Locate the line that contains "of the woman's". Print it and every subsequent line through the final line of the records, exactly and only those.

• **Data to use**
-*-*-

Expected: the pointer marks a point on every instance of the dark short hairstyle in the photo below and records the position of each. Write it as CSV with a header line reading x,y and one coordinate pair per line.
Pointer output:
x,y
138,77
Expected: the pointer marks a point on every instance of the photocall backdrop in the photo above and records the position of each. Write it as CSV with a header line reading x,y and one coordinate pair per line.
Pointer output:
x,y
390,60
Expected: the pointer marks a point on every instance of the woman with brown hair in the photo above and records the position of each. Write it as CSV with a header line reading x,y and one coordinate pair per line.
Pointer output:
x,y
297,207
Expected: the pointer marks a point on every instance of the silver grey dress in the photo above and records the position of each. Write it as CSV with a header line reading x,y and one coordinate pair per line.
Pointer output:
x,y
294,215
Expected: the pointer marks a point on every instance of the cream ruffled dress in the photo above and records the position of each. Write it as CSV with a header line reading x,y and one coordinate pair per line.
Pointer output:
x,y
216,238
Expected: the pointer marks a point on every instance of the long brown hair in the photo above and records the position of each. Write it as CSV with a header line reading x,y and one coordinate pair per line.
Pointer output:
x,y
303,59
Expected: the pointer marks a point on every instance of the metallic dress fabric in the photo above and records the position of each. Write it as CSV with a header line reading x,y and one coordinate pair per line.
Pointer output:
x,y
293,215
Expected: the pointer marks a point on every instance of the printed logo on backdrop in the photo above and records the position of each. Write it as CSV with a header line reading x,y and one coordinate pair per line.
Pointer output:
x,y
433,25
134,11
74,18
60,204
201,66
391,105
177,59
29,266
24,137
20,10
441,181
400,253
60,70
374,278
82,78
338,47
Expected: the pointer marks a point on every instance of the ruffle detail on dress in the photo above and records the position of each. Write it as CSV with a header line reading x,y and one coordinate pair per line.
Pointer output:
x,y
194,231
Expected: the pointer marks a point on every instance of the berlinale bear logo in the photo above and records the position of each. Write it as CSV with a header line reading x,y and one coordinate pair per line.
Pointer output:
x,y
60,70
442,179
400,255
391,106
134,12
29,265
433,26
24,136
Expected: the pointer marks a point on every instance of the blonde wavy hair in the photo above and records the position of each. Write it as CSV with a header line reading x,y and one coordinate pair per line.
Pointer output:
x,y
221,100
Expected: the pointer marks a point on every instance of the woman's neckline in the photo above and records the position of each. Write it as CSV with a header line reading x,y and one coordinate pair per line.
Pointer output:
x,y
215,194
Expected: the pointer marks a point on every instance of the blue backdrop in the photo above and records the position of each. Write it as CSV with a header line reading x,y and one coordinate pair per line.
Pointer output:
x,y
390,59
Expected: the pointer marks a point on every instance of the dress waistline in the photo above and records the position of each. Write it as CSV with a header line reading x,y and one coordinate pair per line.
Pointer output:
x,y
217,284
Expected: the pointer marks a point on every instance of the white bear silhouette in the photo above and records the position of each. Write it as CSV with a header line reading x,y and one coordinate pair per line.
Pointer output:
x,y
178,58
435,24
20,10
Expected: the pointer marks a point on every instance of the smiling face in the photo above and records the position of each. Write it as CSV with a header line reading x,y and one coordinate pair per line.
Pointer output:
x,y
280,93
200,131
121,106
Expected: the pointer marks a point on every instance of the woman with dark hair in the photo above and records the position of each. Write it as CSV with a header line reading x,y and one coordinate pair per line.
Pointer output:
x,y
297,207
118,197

-*-*-

• **Answer to the task**
Expected: the pointer marks a point on every instance of the woman's neckline in the photo above and records the position of each. Write it as CSV with a header line reading x,y and one coordinate pair per line.
Pointer output:
x,y
215,194
Expected: the pointer marks a point on every instance of the blue backdrop in the photo above and records the position of each. Write it as CSV with a header line reading x,y and one coordinate pair per line.
Pointer output:
x,y
390,59
Expected: the pointer marks a point on every instance of the dress waistline in the photo above and records the position of each. Write it as CSV with a header line reading x,y and one coordinate pair per line.
Pointer output:
x,y
217,284
Expected: the pointer marks a point on every instance of the white bear silhouette in the photo above and records the position of each. Write it as CSV with a header line reading x,y and one coordinate pair per line.
Pointer output:
x,y
178,58
435,24
20,10
Expected: the pointer marks a point on every instance of the smiling face in the photo above and records the position of each. Write it as CSV with a header line reading x,y and one coordinate pair per line.
Pointer output:
x,y
280,93
200,131
121,106
Expected: the pointer marks a point on every instance of the woman with dark hair in the photo above and records the position of each. Write it as CSV with a header line reading x,y and one coordinate pair per line.
Pointer output:
x,y
297,207
118,197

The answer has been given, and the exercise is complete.